(Stored records)
◆ ◆ ◆

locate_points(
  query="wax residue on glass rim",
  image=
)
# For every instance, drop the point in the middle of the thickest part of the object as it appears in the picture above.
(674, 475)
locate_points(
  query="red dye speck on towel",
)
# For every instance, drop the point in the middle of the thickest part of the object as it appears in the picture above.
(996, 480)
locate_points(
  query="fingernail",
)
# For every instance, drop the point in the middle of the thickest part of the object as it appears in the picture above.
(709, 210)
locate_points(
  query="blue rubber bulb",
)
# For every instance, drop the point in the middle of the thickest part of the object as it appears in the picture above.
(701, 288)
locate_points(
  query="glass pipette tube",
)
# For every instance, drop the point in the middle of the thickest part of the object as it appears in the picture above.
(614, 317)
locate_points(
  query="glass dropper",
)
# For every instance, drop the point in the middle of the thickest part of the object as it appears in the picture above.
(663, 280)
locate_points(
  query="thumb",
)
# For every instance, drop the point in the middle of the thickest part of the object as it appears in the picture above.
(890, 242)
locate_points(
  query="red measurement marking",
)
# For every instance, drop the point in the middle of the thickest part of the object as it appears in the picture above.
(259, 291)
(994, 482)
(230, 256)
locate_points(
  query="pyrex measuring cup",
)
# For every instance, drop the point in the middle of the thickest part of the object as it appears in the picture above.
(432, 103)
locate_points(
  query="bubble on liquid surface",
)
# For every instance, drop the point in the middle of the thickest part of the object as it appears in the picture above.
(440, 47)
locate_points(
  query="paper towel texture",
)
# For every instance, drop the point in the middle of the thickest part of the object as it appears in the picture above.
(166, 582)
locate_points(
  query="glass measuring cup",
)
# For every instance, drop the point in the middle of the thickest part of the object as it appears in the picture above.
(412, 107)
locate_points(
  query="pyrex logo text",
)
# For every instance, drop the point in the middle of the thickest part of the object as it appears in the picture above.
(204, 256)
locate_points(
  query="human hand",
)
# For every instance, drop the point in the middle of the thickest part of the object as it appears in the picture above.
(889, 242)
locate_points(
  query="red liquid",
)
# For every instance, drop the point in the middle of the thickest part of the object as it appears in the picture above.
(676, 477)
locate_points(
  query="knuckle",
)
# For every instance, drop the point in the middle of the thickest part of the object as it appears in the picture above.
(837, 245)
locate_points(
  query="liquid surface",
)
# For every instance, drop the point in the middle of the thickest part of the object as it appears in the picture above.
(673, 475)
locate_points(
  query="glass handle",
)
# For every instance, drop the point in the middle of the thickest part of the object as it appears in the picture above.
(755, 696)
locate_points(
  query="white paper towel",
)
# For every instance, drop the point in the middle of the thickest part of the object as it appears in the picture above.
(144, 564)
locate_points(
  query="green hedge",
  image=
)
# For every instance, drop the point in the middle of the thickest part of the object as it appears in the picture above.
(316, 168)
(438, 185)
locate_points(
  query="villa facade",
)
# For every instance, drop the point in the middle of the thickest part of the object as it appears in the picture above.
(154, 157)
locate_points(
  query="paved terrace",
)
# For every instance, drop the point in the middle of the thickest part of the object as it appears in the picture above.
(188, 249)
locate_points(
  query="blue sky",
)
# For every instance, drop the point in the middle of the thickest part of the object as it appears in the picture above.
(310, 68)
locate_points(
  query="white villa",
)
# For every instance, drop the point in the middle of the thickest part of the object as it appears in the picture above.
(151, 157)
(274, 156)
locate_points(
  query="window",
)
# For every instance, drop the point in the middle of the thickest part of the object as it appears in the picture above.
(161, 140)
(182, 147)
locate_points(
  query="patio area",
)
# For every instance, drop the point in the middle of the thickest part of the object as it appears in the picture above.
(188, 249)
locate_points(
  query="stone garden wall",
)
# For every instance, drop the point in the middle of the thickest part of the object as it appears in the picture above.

◆ ◆ ◆

* **TASK TO COMPLETE**
All of the data above should be reproduced verbatim.

* **WRITTEN ANSWER**
locate_points(
  query="wax residue on glass rim",
  image=
)
# For every instance, drop the point in the middle of the thickest part of the object as it appears in the picture above.
(674, 475)
locate_points(
  query="red dye speck on towel",
)
# For every instance, drop the point in the middle of the thickest part of the object as it appears in the picture above.
(996, 480)
locate_points(
  query="fingernail",
)
# For every instance, drop the point in the middle of the thickest part of the object as it appears in the picture above.
(709, 210)
locate_points(
  query="blue rubber bulb",
)
# For every instance, drop the point in the middle of the thickest part of the object as it appears in the picture above.
(701, 288)
locate_points(
  query="glass pipette tube",
)
# For every instance, drop the point in the middle of the thickest part of the object as it appears in the picture above.
(614, 317)
locate_points(
  query="glass dropper",
)
# For every instance, drop the point in the middle of the thickest part of the object as it appears in the picture above.
(663, 280)
locate_points(
  query="thumb",
)
# For every instance, drop the point in the middle of the thickest part of the object as it appears in the picture above.
(890, 242)
locate_points(
  query="red measurement marking",
)
# For every instance, drop the point in the middle of the thickest part of the object as it appears in the picture above.
(259, 291)
(994, 482)
(230, 256)
locate_points(
  query="pyrex measuring cup",
)
# For every instance, drop the point in the middle of the thickest part of the object as it appears in the picture above.
(432, 103)
locate_points(
  query="bubble on liquid surface",
)
# For every instance, drop the point in the middle of the thickest part of the object as it appears in the picture above.
(440, 47)
locate_points(
  query="paper towel texture",
)
# For every instance, drop the point in the middle of the thickest part of the object as it appears in the picture above.
(166, 582)
locate_points(
  query="glass measuring cup",
)
# For every instance, drop the point in the middle of the thickest part of the object as it appears in the picture above.
(412, 107)
locate_points(
  query="pyrex logo text",
)
# For every instance, drop the point in the middle of the thickest part of the object as it appears in the picture above.
(204, 256)
locate_points(
  query="human hand",
)
# For every instance, drop the point in the middle of the thickest part of the object as it appears in the picture above.
(889, 242)
locate_points(
  query="red liquid",
)
# For every instance, drop the point in the middle of the thickest part of the object as it appears in the picture above.
(676, 477)
locate_points(
  query="knuckle",
)
# For every instance, drop the point in the middle of the thickest part of the object as it appears in the picture above.
(837, 245)
locate_points(
  query="liquid surface",
)
# For every instance, drop the point in the middle of the thickest part of the object as it appears in the picture above.
(673, 475)
locate_points(
  query="glass handle",
)
# For every instance, drop the point in the middle of the thickest part of the object as it appears in the picture above.
(755, 696)
locate_points(
  query="white paper towel",
)
# For every instance, drop the point in the middle of the thickest part of the object as it appears in the picture above.
(144, 564)
locate_points(
  query="green hedge",
  image=
)
# For every instance, drop the point in the middle of the thickest part of the object as it appears in the picture above.
(316, 168)
(438, 185)
locate_points(
  query="villa facade",
)
# For every instance, drop the point in the middle of the thickest part of the object as it appears in the picture above.
(154, 157)
locate_points(
  query="paved terrace",
)
# For every instance, drop the point in the middle of the thickest part of the object as it appears in the picture above.
(188, 249)
locate_points(
  query="blue sky",
)
# For every instance, drop the point in the middle of the thickest part of the object as it appears in the picture above.
(310, 68)
locate_points(
  query="white villa",
)
# For every instance, drop the point in the middle of the thickest part of the object as it appears in the picture above.
(151, 157)
(274, 156)
locate_points(
  query="window",
)
# For every instance, drop the point in the middle of the thickest part of the object as it appears in the picture above.
(161, 140)
(182, 147)
locate_points(
  query="patio area",
)
# For every instance, drop the point in the middle of the thickest part of the object as it appears in the picture above.
(188, 249)
locate_points(
  query="stone garden wall",
)
# For every instance, drop the point in the middle of the thickest part of the object as it appears in the picture above.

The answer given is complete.